[[ Material for this task, beginning ]]
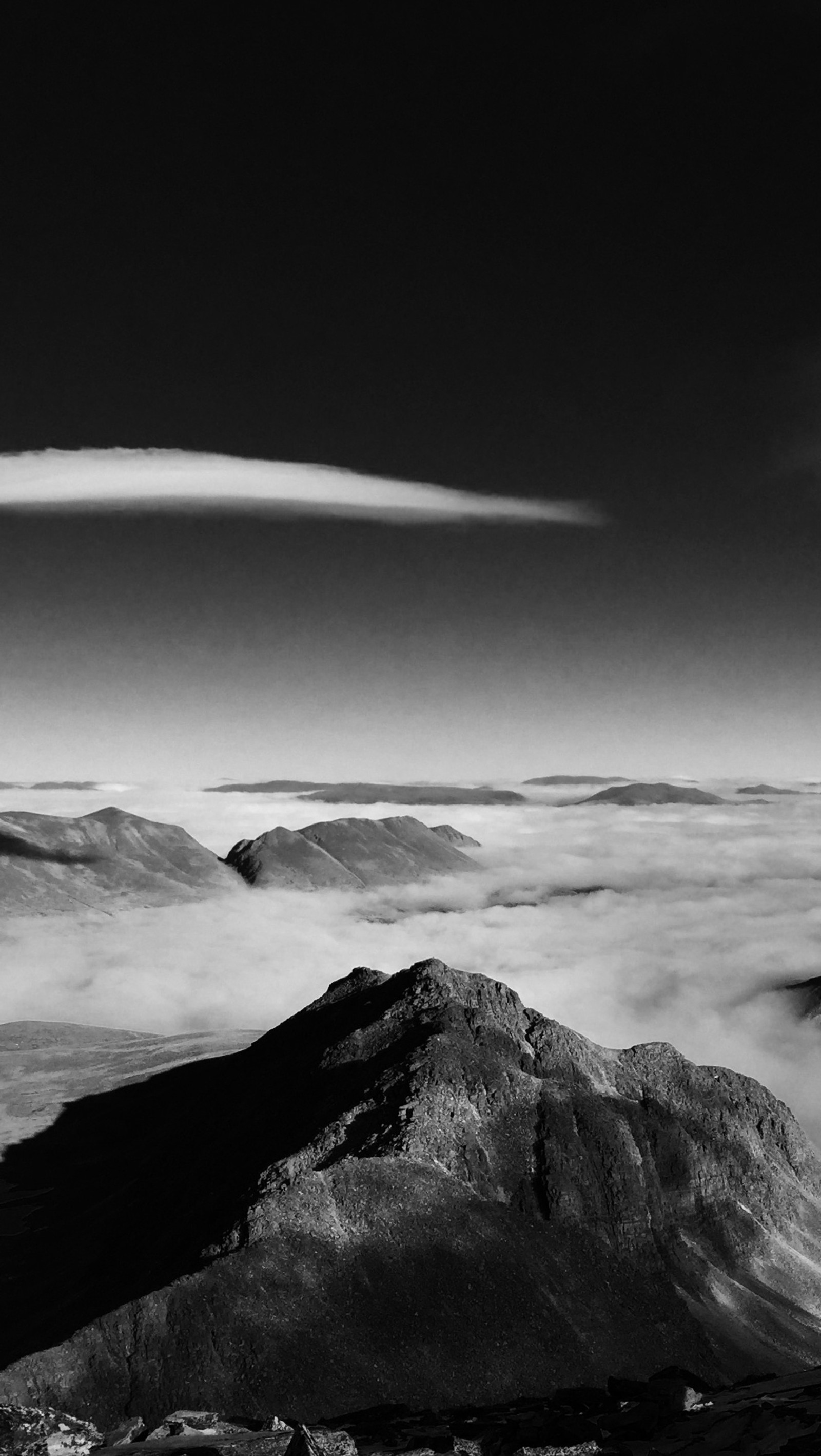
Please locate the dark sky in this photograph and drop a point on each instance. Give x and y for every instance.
(580, 260)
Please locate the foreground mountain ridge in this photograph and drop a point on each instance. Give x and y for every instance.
(414, 1190)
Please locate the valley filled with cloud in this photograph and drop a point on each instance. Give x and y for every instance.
(658, 924)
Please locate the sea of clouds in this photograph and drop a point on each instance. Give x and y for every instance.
(702, 913)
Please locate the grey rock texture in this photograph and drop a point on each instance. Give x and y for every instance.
(49, 1063)
(105, 859)
(350, 854)
(653, 794)
(413, 1192)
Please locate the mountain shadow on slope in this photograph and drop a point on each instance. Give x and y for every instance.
(350, 854)
(103, 859)
(653, 794)
(414, 1192)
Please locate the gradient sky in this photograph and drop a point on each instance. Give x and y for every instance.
(581, 267)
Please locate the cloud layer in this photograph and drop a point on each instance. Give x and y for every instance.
(702, 915)
(105, 480)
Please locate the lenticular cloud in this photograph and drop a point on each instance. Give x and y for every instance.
(152, 480)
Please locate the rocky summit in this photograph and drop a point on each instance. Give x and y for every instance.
(104, 859)
(414, 1192)
(351, 854)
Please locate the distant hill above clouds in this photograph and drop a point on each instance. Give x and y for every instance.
(350, 854)
(765, 788)
(104, 859)
(375, 793)
(578, 778)
(414, 1190)
(268, 787)
(653, 794)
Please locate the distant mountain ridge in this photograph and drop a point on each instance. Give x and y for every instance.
(350, 854)
(578, 778)
(653, 794)
(415, 1190)
(107, 858)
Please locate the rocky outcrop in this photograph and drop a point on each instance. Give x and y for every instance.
(765, 788)
(350, 854)
(104, 859)
(555, 779)
(673, 1411)
(653, 794)
(375, 793)
(413, 1192)
(49, 1063)
(455, 836)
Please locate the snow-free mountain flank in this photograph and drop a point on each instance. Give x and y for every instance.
(376, 793)
(653, 794)
(415, 1190)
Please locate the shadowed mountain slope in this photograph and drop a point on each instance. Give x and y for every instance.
(414, 1190)
(653, 794)
(105, 859)
(49, 1063)
(765, 788)
(350, 852)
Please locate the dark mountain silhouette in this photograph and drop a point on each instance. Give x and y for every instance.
(578, 778)
(49, 1063)
(765, 788)
(409, 794)
(375, 793)
(108, 859)
(348, 852)
(413, 1192)
(455, 836)
(653, 794)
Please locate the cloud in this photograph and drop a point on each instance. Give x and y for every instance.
(178, 480)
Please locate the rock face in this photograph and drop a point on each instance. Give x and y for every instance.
(414, 1190)
(653, 794)
(409, 794)
(351, 854)
(455, 836)
(375, 793)
(49, 1063)
(108, 858)
(578, 778)
(806, 997)
(765, 788)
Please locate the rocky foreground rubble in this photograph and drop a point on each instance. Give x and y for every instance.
(672, 1414)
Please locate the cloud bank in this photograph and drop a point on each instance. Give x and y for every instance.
(180, 480)
(702, 915)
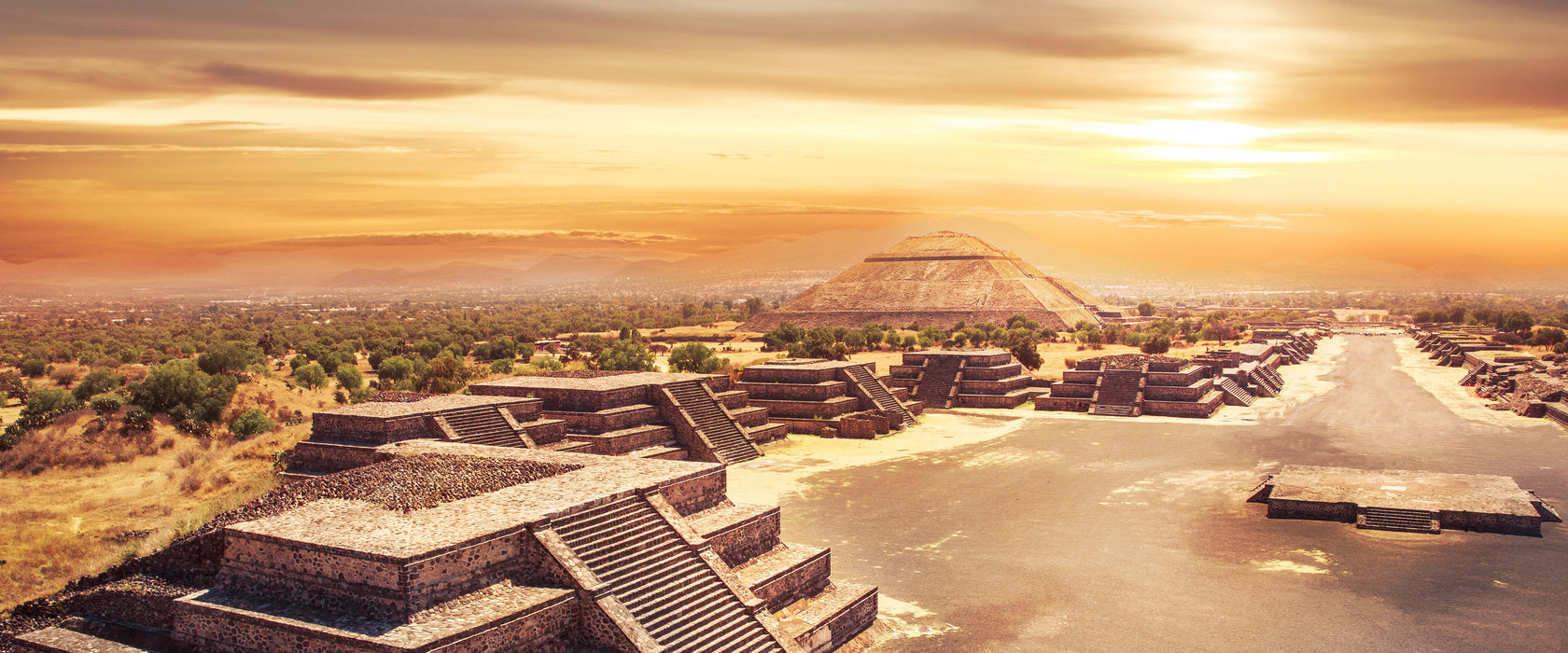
[[ Material for this task, end ]]
■ **Problem requirements**:
Omitting the pictures, repeat all entries exactly.

■ **Solution to the problem**:
Please locate the dark sky in this photograph and drop a point on each instance. Give x and y for every instance.
(580, 260)
Please locate the foreground mountain ridge in this photograph and drop a point on each instance. Give x and y for every instance.
(414, 1190)
Please locate the valley filled with cloud in this photograph and drop a point on each instance. Give x and y for every instance.
(658, 924)
Please locate the sea of clouds in this photograph and drop a point on each instance. Give x and y for every instance.
(702, 913)
Please locate the grey rock texture in this photograph and drop a point on each instance. Give x and y for every instance.
(49, 1063)
(105, 859)
(350, 854)
(653, 794)
(413, 1192)
Please locate the mountain shadow on slope in this photograph and drop a point on each instance. Give x and y for every instance.
(350, 854)
(103, 859)
(653, 794)
(414, 1192)
Please locate the gradient sky in this photograph and drop a point on each instance. Give x and y for every instance.
(581, 267)
Please locate the cloud layer in this photograph and drop a point on each instance. Give x and y for every instance.
(702, 915)
(105, 480)
Please locate the lenticular cloud in this photograph and drop a point on each instance. Give x and y for every instance.
(152, 480)
Please locate the rocky summit in this photograph and drop a point on each instance. Give x and y for every instance.
(104, 859)
(414, 1192)
(351, 854)
Please locate the distant hill above clouds in this photograph and drop a point on each instance. Give x and y for every instance.
(350, 854)
(765, 788)
(104, 859)
(375, 793)
(578, 778)
(414, 1190)
(268, 787)
(653, 794)
Please locate the distant mountain ridge in this photograph and drop a point on each instance. Give x and y for every instance.
(350, 854)
(578, 778)
(653, 794)
(415, 1190)
(107, 858)
Please locate the rocky outcrop in this photograph and drop a point on each instance. Give x and y for every instance.
(765, 788)
(350, 854)
(104, 859)
(555, 779)
(673, 1411)
(653, 794)
(375, 793)
(413, 1192)
(49, 1063)
(455, 836)
Please locate the snow-free mountain flank in this photograph and drop a point on each instance. Give x and y for every instance.
(376, 793)
(653, 794)
(415, 1190)
Please locate the shadowed mountain slope in this photograph and drop a point on each instance. Give x and y for every instance.
(414, 1190)
(653, 794)
(105, 859)
(49, 1063)
(765, 788)
(350, 852)
Please locate the dark mountain silhouette in this photograph and drop a point on each instance. Give x and y for every instance.
(578, 778)
(49, 1063)
(765, 788)
(409, 794)
(375, 793)
(108, 859)
(348, 852)
(413, 1192)
(455, 836)
(653, 794)
Please locate the cloud in this photograph and drop a point on each instance. Give x and y for every instance.
(178, 480)
Please locate the rock face in this photograph and drop a point on each instance. Give x and y for every instance.
(414, 1190)
(653, 794)
(409, 794)
(351, 854)
(455, 836)
(375, 793)
(49, 1063)
(108, 858)
(578, 778)
(806, 997)
(765, 788)
Please locate the rocky foreground rubble in this photograph and drop a point on each instance. Give x and y for every instance.
(672, 1414)
Please locate the cloud bank in this photograph and drop a point on each instance. Give x and y for every instance.
(180, 480)
(702, 915)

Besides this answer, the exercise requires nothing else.